Reproduce the lines below, swapping each "locate" for "mark" and leaving all else unchanged.

— start ITEMS —

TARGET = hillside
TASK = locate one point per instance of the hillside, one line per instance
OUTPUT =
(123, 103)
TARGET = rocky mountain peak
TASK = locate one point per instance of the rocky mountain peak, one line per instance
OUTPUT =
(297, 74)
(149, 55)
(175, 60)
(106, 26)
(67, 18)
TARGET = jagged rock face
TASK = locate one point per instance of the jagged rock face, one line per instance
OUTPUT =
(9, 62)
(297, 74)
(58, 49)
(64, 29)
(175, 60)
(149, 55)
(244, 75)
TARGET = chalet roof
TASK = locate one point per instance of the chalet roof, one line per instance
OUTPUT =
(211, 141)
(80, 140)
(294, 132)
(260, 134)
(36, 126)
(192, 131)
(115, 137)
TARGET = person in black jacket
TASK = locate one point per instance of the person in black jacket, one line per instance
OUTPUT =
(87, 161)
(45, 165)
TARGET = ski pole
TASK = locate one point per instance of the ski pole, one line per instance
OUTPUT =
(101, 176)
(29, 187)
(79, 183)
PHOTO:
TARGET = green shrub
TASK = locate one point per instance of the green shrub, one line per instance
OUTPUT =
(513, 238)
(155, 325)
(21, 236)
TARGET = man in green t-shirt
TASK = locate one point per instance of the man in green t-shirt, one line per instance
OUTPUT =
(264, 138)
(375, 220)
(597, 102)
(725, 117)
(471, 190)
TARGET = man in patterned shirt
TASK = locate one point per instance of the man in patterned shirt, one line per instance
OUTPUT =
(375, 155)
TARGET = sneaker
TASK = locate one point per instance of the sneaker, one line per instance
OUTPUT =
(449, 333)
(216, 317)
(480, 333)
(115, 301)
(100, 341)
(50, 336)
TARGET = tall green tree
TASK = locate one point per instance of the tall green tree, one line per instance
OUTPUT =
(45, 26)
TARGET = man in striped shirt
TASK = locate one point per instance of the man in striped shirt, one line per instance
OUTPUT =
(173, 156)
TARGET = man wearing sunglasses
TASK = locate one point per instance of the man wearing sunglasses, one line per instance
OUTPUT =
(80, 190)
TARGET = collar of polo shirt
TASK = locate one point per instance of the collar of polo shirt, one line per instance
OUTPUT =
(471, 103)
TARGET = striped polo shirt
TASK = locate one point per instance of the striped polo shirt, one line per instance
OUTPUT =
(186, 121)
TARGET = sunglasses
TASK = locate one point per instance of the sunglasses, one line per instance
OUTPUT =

— end ITEMS —

#### FULL ANSWER
TARGET = hillside
TASK = mark one point per instance of the hillside, one line per instance
OUTPUT =
(123, 103)
TARGET = rocky mountain peak
TASK = mark one point per instance of the rocky mountain peak, one line per instance
OUTPUT =
(297, 74)
(149, 55)
(175, 60)
(106, 26)
(67, 18)
TARGET = jagged rock face
TASK = mark one point per instance of the jagged rock face, one line per instance
OUTPUT =
(9, 62)
(297, 74)
(58, 49)
(64, 29)
(175, 60)
(149, 55)
(244, 75)
TARGET = chalet roof
TASK = mark one point per instance of the chalet roof, one line per instance
OUTPUT =
(211, 141)
(80, 140)
(294, 132)
(260, 134)
(36, 126)
(192, 131)
(115, 137)
TARGET = person in black jacket
TASK = mark one point per instance of the person in black jacket, one line per instance
OUTPUT =
(87, 161)
(45, 165)
TARGET = ski pole
TASK = mark one point per instance of the ski pole, one line per instance
OUTPUT =
(101, 176)
(29, 187)
(79, 183)
PHOTO:
TARGET = green shrub
TASK = mark one point per instance of the green shrub, one line per instance
OUTPUT =
(513, 238)
(155, 325)
(21, 236)
TARGET = man in green t-shirt
TASK = mark one point per instance of the man in green t-shirt, one line per instance
OUTPUT =
(264, 138)
(375, 220)
(597, 102)
(725, 117)
(471, 190)
TARGET = man in patterned shirt
TASK = mark one point per instance of the man in patterned shirt, one line per instance
OUTPUT =
(375, 155)
TARGET = sneaker
TASK = mark one point per instance of the sneaker, one line per instance
OUTPUT =
(449, 333)
(216, 317)
(480, 333)
(115, 301)
(100, 341)
(50, 336)
TARGET = tall green tree
TASK = mark one point per instance of the tall green tree, one line per instance
OUTPUT =
(45, 26)
TARGET = man in striped shirt
TASK = mark one point per instance of the man in striped shirt, one line per instance
OUTPUT =
(173, 156)
TARGET = man wearing sunglasses
TASK = mark one point per instance of the man wearing sunglasses, one line per instance
OUTPUT =
(80, 190)
TARGET = collar of polo shirt
TASK = mark one point per instance of the collar of polo shirt, one line per instance
OUTPUT =
(471, 103)
TARGET = striped polo shirt
TASK = mark one point per instance of the striped polo shirt, one line per instance
OUTPUT =
(186, 121)
TARGET = sunglasses
TASK = mark one point per instance of the sunglasses, one line per instance
OUTPUT =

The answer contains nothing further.